YOUR TASK
Could you repeat every one of the lines below word for word, leaving the pictures out?

STORED RECORDS

************

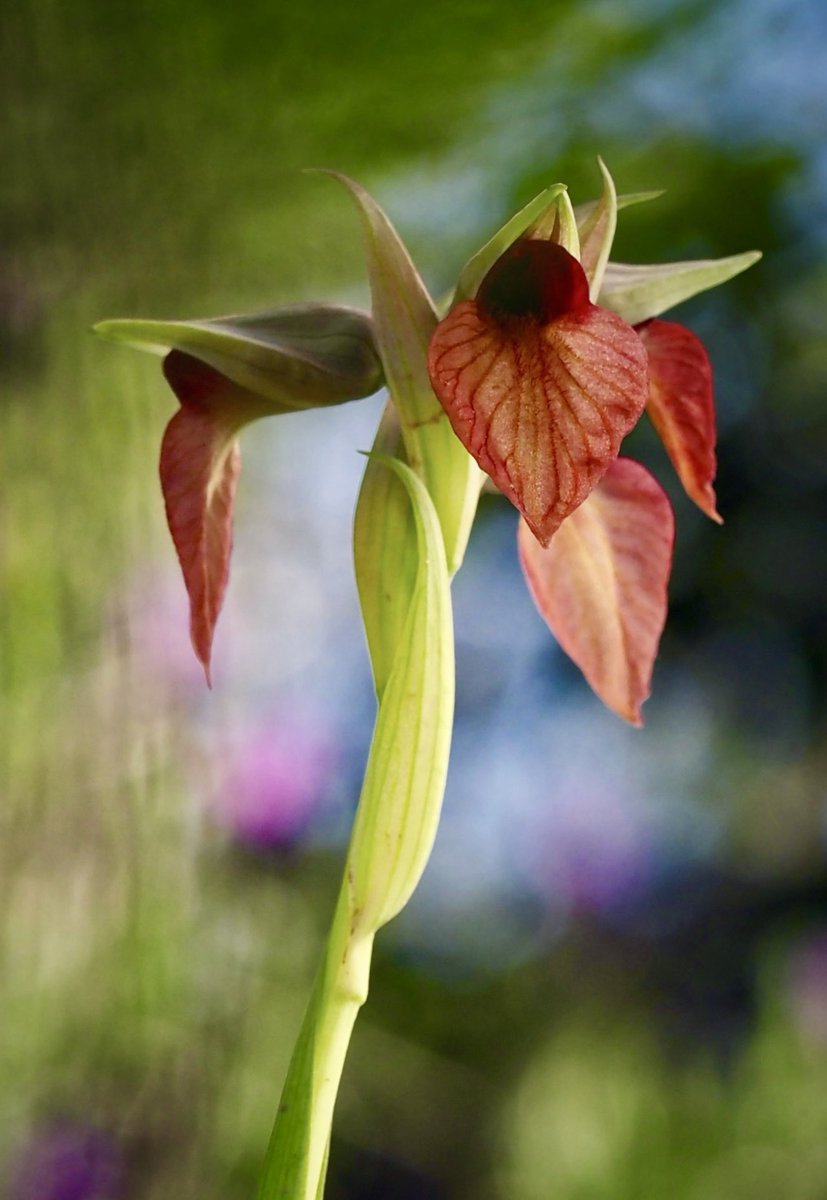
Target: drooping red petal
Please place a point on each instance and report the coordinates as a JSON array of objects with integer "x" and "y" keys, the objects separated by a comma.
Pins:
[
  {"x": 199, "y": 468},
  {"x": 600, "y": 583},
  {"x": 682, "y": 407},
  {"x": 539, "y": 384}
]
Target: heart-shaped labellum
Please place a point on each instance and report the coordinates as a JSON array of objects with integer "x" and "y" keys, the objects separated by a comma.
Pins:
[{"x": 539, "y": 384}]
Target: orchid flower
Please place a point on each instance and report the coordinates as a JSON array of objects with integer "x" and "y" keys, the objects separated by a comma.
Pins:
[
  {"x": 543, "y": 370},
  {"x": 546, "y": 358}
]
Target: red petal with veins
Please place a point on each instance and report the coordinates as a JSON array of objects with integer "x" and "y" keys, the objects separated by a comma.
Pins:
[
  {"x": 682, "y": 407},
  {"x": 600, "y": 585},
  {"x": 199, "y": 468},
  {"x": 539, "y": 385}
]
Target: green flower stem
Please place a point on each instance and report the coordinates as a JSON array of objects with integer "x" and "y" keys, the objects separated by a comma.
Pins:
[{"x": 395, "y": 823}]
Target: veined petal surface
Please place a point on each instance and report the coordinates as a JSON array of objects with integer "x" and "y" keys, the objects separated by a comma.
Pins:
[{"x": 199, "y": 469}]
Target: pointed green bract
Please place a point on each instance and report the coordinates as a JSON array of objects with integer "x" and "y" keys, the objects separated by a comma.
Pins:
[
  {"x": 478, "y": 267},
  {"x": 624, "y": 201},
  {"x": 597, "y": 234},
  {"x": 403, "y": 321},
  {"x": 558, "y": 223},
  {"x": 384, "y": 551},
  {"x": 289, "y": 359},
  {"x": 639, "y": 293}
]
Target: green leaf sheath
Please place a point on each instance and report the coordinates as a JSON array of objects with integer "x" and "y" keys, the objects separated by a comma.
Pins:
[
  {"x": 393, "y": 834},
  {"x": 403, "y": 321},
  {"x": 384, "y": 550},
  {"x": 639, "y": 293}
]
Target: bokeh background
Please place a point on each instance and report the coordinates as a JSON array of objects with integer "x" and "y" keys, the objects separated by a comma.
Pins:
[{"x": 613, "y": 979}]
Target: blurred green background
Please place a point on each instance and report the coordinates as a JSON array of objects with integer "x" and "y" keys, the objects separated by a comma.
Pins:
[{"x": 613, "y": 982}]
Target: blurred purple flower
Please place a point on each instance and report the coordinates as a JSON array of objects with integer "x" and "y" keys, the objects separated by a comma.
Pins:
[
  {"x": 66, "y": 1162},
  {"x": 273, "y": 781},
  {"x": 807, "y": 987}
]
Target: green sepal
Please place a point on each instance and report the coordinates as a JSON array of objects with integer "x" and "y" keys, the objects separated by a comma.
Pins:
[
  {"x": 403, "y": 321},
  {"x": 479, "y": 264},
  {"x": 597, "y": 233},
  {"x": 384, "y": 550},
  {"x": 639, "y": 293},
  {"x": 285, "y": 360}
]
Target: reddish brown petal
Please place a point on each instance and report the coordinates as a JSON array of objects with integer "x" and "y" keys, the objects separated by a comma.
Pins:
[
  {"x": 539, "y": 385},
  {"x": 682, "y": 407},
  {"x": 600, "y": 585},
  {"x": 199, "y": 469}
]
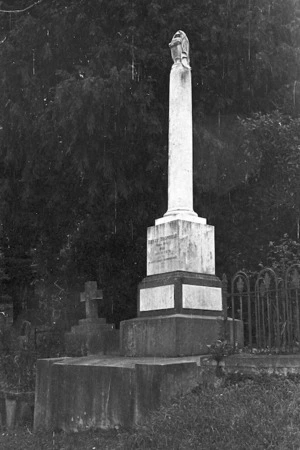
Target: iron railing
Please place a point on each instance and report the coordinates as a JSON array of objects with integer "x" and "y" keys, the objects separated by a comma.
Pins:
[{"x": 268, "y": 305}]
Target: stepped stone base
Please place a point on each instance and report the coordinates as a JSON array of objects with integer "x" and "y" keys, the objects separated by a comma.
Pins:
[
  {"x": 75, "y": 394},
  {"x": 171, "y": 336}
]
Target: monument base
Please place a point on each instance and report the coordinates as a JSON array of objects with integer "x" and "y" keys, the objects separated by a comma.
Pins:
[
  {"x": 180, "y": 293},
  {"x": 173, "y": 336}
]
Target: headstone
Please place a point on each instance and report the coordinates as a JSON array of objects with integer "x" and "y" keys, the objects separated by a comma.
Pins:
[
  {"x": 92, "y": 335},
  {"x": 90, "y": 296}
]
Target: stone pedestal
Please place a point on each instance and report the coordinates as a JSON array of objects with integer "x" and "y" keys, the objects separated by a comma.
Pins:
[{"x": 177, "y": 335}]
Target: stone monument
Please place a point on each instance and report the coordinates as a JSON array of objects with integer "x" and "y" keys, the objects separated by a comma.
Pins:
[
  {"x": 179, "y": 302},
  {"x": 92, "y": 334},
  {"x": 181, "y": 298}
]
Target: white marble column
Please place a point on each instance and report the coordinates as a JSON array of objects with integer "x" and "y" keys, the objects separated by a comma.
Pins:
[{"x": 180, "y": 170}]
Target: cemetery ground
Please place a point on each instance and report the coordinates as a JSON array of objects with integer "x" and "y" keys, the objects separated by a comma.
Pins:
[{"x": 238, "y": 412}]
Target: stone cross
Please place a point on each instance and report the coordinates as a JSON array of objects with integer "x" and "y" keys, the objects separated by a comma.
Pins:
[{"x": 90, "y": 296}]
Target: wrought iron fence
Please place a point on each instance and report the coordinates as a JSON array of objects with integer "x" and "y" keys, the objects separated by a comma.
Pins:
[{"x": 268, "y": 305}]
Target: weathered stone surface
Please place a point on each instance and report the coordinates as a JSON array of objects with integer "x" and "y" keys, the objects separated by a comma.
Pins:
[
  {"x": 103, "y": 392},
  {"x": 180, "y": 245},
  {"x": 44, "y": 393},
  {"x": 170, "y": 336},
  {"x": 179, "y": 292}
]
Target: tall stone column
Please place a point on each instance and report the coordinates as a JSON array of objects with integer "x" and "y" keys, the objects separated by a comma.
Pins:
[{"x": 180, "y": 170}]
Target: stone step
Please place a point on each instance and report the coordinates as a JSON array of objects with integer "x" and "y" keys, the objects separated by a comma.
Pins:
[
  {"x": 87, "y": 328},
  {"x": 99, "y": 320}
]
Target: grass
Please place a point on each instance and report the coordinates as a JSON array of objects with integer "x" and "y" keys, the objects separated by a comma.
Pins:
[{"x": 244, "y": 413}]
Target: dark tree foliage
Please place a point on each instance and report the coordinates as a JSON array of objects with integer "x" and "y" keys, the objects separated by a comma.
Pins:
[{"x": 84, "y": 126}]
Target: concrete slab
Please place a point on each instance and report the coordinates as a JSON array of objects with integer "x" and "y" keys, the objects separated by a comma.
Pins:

************

REPLY
Target: drooping red petal
Please place a point on each instance and report the coordinates as a JSON array of objects with integer "x" and "y" keys, the objects separated by a comma.
Pins:
[
  {"x": 199, "y": 468},
  {"x": 600, "y": 583},
  {"x": 682, "y": 407},
  {"x": 539, "y": 384}
]
Target: heart-shaped labellum
Please place a point on each instance and report the coordinates as a JSON array of objects with integer "x" and "y" keys, the objects separated by a comma.
Pins:
[{"x": 539, "y": 384}]
Target: orchid flower
Please place a point on each instance and report the coordinates as a JSON array of objects with integer "x" and "y" keys, the objects separated by a comma.
Pins:
[
  {"x": 543, "y": 370},
  {"x": 546, "y": 358}
]
Target: red petal with veins
Please place a point on each instance and report the coordinates as a JSON array of objects with integer "x" and "y" keys, the objects separated by a comma.
Pins:
[
  {"x": 682, "y": 407},
  {"x": 600, "y": 585},
  {"x": 199, "y": 468},
  {"x": 539, "y": 385}
]
Target: green flower stem
Please place a point on each instance and report the coordinates as a JSON array of objects with integer "x" and "y" keys, the objects separated by a comma.
Pins:
[{"x": 395, "y": 823}]
Target: veined petal surface
Please place a point on each instance and report the coordinates as a JSON array of objects with integer "x" and "y" keys, the objects separated by a comma.
Pins:
[{"x": 199, "y": 469}]
Target: pointed green bract
Please place a point on each instance and report the coordinates as a JSON array of objects with integer "x" and "y" keys, the objects separated by a comma.
Pins:
[
  {"x": 478, "y": 267},
  {"x": 624, "y": 201},
  {"x": 597, "y": 234},
  {"x": 403, "y": 321},
  {"x": 558, "y": 223},
  {"x": 384, "y": 551},
  {"x": 289, "y": 359},
  {"x": 639, "y": 293}
]
Target: green leaf sheath
Please place a point on each instance and report the coordinates as a JSON array of objects with integer "x" and "y" keys, the objects separated by a comma.
Pins:
[
  {"x": 393, "y": 834},
  {"x": 403, "y": 321},
  {"x": 384, "y": 550},
  {"x": 639, "y": 293}
]
Target: bokeh background
Please place a point on each instance and report the coordinates as a JSON array of objects with integer "x" and "y" keys, the objects separated by a comma.
Pins:
[{"x": 613, "y": 979}]
Target: blurred green background
Please place a point on each instance and report the coordinates as a JSON array of objects with integer "x" and "y" keys, the objects separated by a comma.
Pins:
[{"x": 613, "y": 982}]
Target: blurred purple flower
Please place a point on each instance and report the coordinates as a JSON array of objects with integer "x" and "y" keys, the objects separated by a comma.
Pins:
[
  {"x": 66, "y": 1162},
  {"x": 273, "y": 781},
  {"x": 807, "y": 987}
]
Target: green sepal
Please place a point on each instance and report the coordinates as a JSON array of objects with integer "x" and "y" keys, the objects separated by a comma.
Pins:
[
  {"x": 403, "y": 321},
  {"x": 479, "y": 264},
  {"x": 597, "y": 233},
  {"x": 384, "y": 550},
  {"x": 639, "y": 293},
  {"x": 285, "y": 360}
]
Target: reddish brown petal
Please place a point on each instance and report the coordinates as a JSON array of objects with integer "x" and "y" keys, the objects separated by a comma.
Pins:
[
  {"x": 539, "y": 385},
  {"x": 682, "y": 407},
  {"x": 600, "y": 585},
  {"x": 199, "y": 469}
]
Target: iron railing
Please place a point on each instance and report the coordinates as a JSON array of objects with integer "x" and "y" keys, the objects separated by a comma.
Pins:
[{"x": 268, "y": 305}]
Target: stepped stone base
Please place a point on each instance and report the coordinates as a JSON array of objects with integer "x" and "y" keys, the objects separated by a comma.
Pins:
[
  {"x": 75, "y": 394},
  {"x": 171, "y": 336}
]
Target: monument base
Please place a point on each instance and report the coordinates as a JSON array of objects with integer "x" and "y" keys, the objects separated by a comma.
Pins:
[
  {"x": 180, "y": 293},
  {"x": 173, "y": 336}
]
Target: headstone
Please place a point on each instance and report the coordinates as a JSON array of objects with integer "x" and "y" keys, the objects separated by a comma.
Pins:
[
  {"x": 92, "y": 335},
  {"x": 90, "y": 296}
]
Target: stone pedestal
Please place a point on each instance and report the coordinates as a JSON array of objects with integer "x" and "y" keys, the objects separated by a comma.
Pins:
[{"x": 177, "y": 335}]
Target: stone monument
Please place a point on each instance and report the coordinates as a JSON array of objects with integer "x" and "y" keys, the objects separated by a comma.
Pins:
[
  {"x": 179, "y": 302},
  {"x": 92, "y": 334},
  {"x": 181, "y": 298}
]
Target: white marble column
Please place a point on each instance and report the coordinates as a JSON array of objects with integer "x" and "y" keys, the objects separated by a comma.
Pins:
[{"x": 180, "y": 170}]
Target: cemetery ground
Please place a point on each instance and report the coordinates as a JSON array of objects with integer "x" and "y" keys, the objects separated by a comma.
Pins:
[{"x": 238, "y": 412}]
Target: stone cross
Please place a point on each instance and report the coordinates as a JSON array of objects with integer "x" and "y" keys, the objects separated by a comma.
Pins:
[{"x": 90, "y": 296}]
Target: wrought iron fence
Please place a point on each instance and report the coordinates as a JSON array of objects with integer "x" and "y" keys, the objects separated by a comma.
Pins:
[{"x": 268, "y": 305}]
Target: weathered stone surface
Please place a point on each instance and report the coordinates as a JSON array of objects with integer "x" and "y" keys, the objects separated by a comma.
Pins:
[
  {"x": 103, "y": 392},
  {"x": 180, "y": 245},
  {"x": 44, "y": 393},
  {"x": 170, "y": 336},
  {"x": 179, "y": 292}
]
Target: tall stone column
Please place a point on each instance and report the coordinates as a JSON array of objects with integer "x" and "y" keys, the objects separated by a comma.
Pins:
[{"x": 180, "y": 170}]
Target: stone step
Please place a point on each instance and report the coordinates as a JSON array of objects with integer "x" and "y" keys, the objects separated by a comma.
Pins:
[
  {"x": 87, "y": 328},
  {"x": 99, "y": 320}
]
Target: grass
Please place a point on each instance and report the coordinates as a JSON array of objects with integer "x" and "y" keys, the objects separated by a comma.
Pins:
[{"x": 244, "y": 413}]
Target: dark tree foliage
Please place a point on each instance and report the coordinates as a JSON array of objects with integer "x" and "y" keys, the objects separated by a comma.
Pins:
[{"x": 84, "y": 126}]
Target: concrete slab
Please place a point on each instance and report the coordinates as a JSON array of objects with integer "x" and "y" keys, the objects separated by a comma.
Pins:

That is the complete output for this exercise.